* start Entries provided *

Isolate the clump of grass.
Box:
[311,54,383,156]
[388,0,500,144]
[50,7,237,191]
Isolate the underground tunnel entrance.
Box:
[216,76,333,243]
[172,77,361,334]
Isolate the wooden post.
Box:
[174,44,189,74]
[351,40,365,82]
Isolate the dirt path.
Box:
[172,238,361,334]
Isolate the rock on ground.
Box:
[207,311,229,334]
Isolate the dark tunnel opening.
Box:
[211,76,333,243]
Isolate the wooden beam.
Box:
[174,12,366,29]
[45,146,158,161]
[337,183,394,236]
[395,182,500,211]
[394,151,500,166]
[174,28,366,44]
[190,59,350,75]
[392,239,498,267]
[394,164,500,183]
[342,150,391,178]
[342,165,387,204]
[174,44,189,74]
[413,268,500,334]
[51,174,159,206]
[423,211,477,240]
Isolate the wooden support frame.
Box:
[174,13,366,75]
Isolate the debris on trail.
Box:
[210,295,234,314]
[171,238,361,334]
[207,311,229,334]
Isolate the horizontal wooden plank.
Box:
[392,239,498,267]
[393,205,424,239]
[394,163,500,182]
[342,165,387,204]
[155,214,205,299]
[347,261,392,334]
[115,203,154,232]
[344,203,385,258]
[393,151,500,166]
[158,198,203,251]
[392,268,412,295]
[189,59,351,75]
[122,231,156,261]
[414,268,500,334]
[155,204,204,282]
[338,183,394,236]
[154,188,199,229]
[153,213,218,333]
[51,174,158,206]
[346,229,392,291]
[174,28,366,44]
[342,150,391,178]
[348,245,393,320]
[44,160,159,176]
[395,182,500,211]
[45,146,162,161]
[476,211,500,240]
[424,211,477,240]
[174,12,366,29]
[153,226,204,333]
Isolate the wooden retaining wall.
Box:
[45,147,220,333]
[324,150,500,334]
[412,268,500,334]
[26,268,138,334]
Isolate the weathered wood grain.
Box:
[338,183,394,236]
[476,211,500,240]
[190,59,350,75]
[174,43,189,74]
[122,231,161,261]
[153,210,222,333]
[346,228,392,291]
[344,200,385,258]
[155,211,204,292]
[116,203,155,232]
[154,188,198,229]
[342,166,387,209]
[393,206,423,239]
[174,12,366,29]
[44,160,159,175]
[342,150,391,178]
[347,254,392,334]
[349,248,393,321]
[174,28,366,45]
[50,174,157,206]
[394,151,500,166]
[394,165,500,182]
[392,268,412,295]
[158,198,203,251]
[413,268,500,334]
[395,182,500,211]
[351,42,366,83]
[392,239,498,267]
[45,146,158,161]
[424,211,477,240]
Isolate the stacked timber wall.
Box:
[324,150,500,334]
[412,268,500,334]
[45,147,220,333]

* end Entries provided *

| Written instruction |
Rewrite everything from "Isolate the dirt path." down to "[174,13,366,75]", requests included, and shift each bounding box coordinate by adding 31 to it.

| Finished answer |
Isolate the dirt path.
Box:
[203,269,392,365]
Isolate the rock on ground.
Box:
[238,342,260,365]
Isolate the dark tunnel opening.
Box:
[242,107,364,274]
Isolate the wooden beam.
Box:
[205,43,397,60]
[76,177,189,192]
[368,214,425,267]
[426,213,531,242]
[425,182,531,197]
[205,59,397,75]
[221,90,381,106]
[423,270,529,298]
[425,195,531,214]
[373,181,422,209]
[373,196,418,235]
[205,75,220,105]
[444,299,531,365]
[82,205,190,237]
[454,242,508,271]
Isolate the wooden support frame.
Box:
[205,44,397,106]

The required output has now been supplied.